------ EXTRAIT DU DOCUMENT

Présentation:
Retrouvons le temps d’une lecture, l’auteur rouennais Pierre Thiry qui après Isidore Tipéranole et les trois lapins de Montceau-les-Mines et Ramsès au pays des points- virgules nous invite à découvrir son nouvel ouvrage : Le Mystère du pont Gustave-Flaubert.
Dès la première de couverture, l’attention du lecteur est captivée par ce pont, objet architectural insolite qui sert de point de départ à ce que Pierre Thiry appelle son « essai de roman ».
Le mot Mystère avec son M majuscule nous interpelle car il semble décrire à lui seul le livre à travers une gigantesque mise en abyme tout aussi impressionnante que l’armature du pont elle-même , représentant ce lien qui coexiste entre un auteur célèbre pour ses écrits : Gustave Flaubert et un pont somme toute banal comme bien d’autres ponts mais qui pour Pierre Thiry sera l’occasion inattendue de rêver autour des rapports de la ville de Rouen avec la littérature. Gustave Flaubert devient à son tour un pont, entre des personnages multiples: fictifs et réels, entre des genres différents: littérature et musique, entre un auteur d’hier et un auteur d’aujourd’hui, deux imaginaires qui se retrouvent sur un même pont dans une même ville…
Ce pont nous élève symboliquement pour nous éloigner de la réalité et pour nous laisser cueillir le plaisir d’errer dans les recoins de l’imagination fantasque de l’auteur.

------------
------ ENTRÉES DE DONNÉES

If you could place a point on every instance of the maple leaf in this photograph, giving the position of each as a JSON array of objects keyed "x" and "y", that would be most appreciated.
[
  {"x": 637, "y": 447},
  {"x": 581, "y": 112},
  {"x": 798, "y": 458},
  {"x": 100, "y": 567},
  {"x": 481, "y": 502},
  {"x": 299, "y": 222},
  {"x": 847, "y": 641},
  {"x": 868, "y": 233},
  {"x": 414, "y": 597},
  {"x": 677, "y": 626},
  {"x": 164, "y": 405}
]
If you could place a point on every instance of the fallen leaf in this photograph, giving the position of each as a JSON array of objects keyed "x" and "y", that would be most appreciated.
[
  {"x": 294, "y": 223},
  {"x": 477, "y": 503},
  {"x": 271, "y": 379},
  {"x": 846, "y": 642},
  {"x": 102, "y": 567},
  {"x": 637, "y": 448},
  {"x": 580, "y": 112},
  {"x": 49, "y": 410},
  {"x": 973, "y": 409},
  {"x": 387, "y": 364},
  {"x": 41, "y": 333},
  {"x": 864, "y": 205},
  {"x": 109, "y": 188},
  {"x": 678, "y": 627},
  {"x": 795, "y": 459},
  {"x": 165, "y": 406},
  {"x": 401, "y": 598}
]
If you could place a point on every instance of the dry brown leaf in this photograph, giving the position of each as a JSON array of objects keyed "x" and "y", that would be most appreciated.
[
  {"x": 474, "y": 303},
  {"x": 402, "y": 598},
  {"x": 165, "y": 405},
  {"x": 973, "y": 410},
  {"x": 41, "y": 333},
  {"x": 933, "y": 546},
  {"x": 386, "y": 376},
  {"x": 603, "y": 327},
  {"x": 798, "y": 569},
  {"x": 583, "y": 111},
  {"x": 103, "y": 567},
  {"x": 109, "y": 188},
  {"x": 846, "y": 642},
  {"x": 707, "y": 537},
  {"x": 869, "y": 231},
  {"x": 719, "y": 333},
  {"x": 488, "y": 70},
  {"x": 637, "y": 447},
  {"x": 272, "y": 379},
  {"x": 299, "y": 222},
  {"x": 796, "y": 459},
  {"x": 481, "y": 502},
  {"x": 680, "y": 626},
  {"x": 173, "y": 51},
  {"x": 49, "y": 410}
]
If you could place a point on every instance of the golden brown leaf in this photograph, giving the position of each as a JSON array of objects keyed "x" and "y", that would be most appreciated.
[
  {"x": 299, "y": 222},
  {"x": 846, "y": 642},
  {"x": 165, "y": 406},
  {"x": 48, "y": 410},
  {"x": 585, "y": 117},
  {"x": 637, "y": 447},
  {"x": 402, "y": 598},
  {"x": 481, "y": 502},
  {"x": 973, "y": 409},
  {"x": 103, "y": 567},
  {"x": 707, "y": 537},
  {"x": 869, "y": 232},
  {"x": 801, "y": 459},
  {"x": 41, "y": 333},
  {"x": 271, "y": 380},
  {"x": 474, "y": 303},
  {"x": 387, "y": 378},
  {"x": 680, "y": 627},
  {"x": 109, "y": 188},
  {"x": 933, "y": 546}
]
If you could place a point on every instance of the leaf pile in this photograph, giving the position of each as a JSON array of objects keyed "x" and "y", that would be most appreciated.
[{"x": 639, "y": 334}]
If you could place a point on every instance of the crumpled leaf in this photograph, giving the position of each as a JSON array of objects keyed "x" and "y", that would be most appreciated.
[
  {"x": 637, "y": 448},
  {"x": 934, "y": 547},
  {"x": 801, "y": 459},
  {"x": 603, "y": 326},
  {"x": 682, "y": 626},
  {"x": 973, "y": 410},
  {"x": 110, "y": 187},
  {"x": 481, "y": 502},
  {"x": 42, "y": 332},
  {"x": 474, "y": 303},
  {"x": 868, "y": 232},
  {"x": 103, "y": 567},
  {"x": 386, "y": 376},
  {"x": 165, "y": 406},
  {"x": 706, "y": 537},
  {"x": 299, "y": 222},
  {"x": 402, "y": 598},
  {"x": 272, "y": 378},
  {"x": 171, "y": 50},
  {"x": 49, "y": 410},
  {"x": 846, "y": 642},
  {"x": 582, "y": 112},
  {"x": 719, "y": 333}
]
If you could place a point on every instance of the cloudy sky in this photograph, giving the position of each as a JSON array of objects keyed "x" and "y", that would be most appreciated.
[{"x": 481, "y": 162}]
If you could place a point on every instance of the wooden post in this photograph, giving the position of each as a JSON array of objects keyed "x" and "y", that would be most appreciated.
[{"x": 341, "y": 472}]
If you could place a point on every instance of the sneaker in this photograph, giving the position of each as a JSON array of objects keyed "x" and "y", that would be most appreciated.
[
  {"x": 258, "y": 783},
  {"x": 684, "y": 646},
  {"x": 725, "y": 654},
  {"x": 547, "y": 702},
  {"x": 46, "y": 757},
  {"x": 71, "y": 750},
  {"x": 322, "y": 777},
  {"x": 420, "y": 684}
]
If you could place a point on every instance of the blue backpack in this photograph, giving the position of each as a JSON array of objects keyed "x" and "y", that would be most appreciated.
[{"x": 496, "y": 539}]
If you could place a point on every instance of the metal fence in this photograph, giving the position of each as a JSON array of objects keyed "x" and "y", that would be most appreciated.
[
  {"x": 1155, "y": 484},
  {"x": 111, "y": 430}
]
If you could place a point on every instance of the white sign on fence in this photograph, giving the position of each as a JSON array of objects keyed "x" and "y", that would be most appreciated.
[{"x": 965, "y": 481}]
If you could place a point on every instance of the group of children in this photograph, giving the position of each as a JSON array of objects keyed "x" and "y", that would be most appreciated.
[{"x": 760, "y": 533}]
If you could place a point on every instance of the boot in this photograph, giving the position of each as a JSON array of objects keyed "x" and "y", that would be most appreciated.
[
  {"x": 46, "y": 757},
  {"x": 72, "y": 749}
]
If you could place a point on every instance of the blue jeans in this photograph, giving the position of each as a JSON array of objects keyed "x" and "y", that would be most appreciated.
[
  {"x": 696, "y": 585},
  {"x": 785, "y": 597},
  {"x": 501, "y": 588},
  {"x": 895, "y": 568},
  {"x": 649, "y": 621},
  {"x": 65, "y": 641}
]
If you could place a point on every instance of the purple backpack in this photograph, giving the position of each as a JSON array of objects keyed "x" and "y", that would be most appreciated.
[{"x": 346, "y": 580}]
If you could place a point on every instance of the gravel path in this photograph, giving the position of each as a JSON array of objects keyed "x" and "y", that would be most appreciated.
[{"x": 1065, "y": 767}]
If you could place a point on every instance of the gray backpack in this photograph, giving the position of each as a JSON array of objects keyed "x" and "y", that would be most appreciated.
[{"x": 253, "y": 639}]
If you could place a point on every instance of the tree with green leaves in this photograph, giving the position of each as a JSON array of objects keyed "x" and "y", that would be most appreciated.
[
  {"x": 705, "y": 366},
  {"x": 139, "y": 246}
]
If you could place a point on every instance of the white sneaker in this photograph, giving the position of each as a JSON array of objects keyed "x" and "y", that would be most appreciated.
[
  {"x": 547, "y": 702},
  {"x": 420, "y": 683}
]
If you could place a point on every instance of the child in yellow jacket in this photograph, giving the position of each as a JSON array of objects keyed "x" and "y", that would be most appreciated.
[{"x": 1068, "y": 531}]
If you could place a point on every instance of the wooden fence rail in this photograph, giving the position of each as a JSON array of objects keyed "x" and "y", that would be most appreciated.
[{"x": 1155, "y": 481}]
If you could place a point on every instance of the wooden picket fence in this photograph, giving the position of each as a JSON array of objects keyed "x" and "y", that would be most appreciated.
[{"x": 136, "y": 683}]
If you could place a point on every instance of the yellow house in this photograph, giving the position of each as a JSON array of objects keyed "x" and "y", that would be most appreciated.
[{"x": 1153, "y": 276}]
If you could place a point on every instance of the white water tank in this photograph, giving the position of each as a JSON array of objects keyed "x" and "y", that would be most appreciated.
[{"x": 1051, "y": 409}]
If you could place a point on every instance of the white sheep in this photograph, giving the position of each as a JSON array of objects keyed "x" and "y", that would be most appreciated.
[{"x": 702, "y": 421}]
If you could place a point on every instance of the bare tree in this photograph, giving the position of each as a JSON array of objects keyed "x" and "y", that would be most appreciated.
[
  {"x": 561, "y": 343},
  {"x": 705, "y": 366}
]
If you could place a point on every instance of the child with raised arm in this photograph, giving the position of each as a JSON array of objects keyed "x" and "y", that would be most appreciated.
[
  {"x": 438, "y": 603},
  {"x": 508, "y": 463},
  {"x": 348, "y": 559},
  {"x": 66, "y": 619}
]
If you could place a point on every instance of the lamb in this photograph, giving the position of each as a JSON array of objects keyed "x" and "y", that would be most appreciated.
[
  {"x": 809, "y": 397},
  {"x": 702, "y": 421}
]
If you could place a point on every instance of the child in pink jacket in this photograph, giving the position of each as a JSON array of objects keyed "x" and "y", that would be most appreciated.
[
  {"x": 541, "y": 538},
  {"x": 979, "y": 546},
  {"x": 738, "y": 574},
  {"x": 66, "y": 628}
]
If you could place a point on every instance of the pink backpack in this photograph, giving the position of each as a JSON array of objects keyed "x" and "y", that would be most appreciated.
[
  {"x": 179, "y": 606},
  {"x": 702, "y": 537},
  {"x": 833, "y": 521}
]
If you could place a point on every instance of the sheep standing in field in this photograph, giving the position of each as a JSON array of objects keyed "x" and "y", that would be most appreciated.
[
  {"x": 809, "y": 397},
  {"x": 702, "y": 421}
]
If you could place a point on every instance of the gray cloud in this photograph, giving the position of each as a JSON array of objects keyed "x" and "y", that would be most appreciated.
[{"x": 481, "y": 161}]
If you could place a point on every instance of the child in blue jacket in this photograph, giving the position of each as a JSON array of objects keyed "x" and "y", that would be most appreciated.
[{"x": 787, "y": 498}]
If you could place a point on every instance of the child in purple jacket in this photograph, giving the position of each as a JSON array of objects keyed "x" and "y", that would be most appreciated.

------------

## DEMANDE
Citez en entier, sans rien changer, la présentation du livre Le Mystère du pont Gustave-Flaubert. Le matériel n'entre pas en jeu ici.

## RÉPONSE COMPLÈTE
Présentation:
Retrouvons le temps d’une lecture, l’auteur rouennais Pierre Thiry qui après Isidore Tipéranole et les trois lapins de Montceau-les-Mines et Ramsès au pays des points- virgules nous invite à découvrir son nouvel ouvrage : Le Mystère du pont Gustave-Flaubert.
Dès la première de couverture, l’attention du lecteur est captivée par ce pont, objet architectural insolite qui sert de point de départ à ce que Pierre Thiry appelle son « essai de roman ».
Le mot Mystère avec son M majuscule nous interpelle car il semble décrire à lui seul le livre à travers une gigantesque mise en abyme tout aussi impressionnante que l’armature du pont elle-même , représentant ce lien qui coexiste entre un auteur célèbre pour ses écrits : Gustave Flaubert et un pont somme toute banal comme bien d’autres ponts mais qui pour Pierre Thiry sera l’occasion inattendue de rêver autour des rapports de la ville de Rouen avec la littérature. Gustave Flaubert devient à son tour un pont, entre des personnages multiples: fictifs et réels, entre des genres différents: littérature et musique, entre un auteur d’hier et un auteur d’aujourd’hui, deux imaginaires qui se retrouvent sur un même pont dans une même ville…
Ce pont nous élève symboliquement pour nous éloigner de la réalité et pour nous laisser cueillir le plaisir d’errer dans les recoins de l’imagination fantasque de l’auteur.